(Stored items)
┄┄┄┄┄┄

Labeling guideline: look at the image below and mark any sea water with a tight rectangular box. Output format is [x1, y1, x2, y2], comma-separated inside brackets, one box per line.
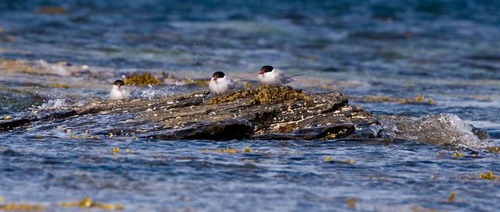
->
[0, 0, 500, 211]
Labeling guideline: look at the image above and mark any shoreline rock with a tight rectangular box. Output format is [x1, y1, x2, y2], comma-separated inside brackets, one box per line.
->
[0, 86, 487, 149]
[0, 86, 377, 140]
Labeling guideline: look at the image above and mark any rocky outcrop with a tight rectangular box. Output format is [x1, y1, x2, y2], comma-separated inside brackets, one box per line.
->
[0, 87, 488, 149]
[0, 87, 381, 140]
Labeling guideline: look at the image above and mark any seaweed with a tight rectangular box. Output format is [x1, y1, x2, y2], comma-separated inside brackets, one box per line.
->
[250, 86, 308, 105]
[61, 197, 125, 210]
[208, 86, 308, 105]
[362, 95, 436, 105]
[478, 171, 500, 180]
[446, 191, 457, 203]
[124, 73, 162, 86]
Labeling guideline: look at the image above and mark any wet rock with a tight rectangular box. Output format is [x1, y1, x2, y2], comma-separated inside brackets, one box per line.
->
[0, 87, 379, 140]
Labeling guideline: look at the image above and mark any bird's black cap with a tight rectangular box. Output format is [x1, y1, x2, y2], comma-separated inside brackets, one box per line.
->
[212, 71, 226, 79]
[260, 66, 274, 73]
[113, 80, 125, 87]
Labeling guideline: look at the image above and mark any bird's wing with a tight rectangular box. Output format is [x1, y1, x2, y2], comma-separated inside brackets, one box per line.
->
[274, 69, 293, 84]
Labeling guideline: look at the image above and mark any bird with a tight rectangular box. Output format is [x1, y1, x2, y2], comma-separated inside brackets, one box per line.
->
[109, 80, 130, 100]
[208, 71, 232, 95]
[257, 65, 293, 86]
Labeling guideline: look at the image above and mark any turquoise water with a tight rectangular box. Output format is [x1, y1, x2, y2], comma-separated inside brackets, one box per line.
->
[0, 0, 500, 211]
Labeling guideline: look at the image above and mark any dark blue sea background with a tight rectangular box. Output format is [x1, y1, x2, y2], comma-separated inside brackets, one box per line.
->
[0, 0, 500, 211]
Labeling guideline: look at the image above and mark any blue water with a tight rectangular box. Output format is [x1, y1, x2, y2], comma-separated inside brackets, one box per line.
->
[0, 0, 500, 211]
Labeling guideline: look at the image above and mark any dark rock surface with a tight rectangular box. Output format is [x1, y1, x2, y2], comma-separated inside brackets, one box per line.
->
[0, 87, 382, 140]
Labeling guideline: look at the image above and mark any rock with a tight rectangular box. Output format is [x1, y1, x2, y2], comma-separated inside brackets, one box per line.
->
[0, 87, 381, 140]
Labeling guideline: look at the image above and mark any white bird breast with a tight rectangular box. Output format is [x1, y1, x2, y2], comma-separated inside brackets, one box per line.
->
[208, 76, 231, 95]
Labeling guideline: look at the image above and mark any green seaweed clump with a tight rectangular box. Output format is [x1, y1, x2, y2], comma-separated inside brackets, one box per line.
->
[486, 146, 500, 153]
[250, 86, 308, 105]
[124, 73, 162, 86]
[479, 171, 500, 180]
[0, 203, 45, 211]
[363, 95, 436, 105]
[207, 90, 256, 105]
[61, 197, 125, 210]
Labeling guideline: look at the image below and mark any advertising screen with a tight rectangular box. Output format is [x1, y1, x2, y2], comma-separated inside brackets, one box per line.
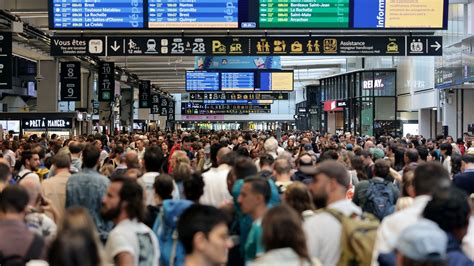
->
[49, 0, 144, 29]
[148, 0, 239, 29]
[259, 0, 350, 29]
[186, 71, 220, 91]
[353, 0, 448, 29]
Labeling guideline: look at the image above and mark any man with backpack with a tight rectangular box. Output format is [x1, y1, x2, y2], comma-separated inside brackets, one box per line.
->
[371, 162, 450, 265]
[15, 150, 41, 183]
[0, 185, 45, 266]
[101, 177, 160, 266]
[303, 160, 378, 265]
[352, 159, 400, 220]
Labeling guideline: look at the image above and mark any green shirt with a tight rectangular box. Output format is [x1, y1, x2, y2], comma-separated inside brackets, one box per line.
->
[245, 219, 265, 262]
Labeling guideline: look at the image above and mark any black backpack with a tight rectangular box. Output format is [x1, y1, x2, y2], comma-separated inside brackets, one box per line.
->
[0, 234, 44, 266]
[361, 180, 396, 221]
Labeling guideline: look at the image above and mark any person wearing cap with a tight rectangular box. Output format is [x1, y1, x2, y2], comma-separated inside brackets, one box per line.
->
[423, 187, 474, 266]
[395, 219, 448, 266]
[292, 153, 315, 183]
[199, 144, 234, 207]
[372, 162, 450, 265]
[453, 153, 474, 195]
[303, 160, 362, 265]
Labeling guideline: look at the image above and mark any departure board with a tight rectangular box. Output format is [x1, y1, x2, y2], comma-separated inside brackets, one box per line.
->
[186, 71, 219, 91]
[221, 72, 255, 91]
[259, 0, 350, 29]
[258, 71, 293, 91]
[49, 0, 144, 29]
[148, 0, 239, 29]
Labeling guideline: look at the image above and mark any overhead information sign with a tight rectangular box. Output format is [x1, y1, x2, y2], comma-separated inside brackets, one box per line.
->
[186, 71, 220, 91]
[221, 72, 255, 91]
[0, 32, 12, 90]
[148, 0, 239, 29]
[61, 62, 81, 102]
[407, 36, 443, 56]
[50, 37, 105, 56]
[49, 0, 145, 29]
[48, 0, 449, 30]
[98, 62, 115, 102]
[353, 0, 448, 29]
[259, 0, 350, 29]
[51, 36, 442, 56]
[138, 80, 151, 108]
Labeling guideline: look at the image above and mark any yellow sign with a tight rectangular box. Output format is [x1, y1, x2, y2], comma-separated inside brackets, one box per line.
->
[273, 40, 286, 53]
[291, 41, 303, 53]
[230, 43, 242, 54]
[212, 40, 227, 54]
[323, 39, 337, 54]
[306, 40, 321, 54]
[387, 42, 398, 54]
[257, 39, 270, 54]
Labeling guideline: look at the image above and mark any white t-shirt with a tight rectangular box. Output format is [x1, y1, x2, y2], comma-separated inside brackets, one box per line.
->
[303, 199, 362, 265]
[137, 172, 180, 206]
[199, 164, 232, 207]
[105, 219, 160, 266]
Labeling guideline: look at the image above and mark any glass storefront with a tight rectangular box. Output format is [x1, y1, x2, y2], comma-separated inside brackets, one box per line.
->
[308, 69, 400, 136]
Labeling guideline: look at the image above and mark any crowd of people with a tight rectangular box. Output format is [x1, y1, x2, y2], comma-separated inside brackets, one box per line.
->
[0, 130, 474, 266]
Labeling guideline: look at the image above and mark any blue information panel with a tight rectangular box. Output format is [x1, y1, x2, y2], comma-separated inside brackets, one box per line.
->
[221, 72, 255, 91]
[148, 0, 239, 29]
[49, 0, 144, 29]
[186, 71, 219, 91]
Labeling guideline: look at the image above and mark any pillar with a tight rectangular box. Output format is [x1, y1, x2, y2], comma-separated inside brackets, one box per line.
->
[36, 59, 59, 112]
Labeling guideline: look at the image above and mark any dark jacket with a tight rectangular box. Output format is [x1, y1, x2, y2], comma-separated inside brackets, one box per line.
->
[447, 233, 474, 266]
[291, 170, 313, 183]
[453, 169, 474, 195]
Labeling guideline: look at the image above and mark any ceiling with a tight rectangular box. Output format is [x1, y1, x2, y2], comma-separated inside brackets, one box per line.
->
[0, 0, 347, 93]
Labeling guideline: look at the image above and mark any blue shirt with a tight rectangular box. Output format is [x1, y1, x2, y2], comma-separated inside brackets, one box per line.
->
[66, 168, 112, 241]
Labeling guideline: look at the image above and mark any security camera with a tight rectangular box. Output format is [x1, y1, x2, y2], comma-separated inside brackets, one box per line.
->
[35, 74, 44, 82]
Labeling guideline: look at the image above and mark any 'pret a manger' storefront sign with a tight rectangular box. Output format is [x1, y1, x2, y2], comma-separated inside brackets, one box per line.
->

┄┄┄┄┄┄

Stated task - Copy out the data verbatim from the line containing "any blue shirt" through the line containing "[66, 168, 112, 241]", both lines included, and return only that stretch.

Answer to this task -
Labeling guideline: look at the image above and mark any blue shirt with a tight rectangular box. Output format is [x1, y1, x2, y2], comma-separated inside brackets, one box per line.
->
[66, 168, 112, 241]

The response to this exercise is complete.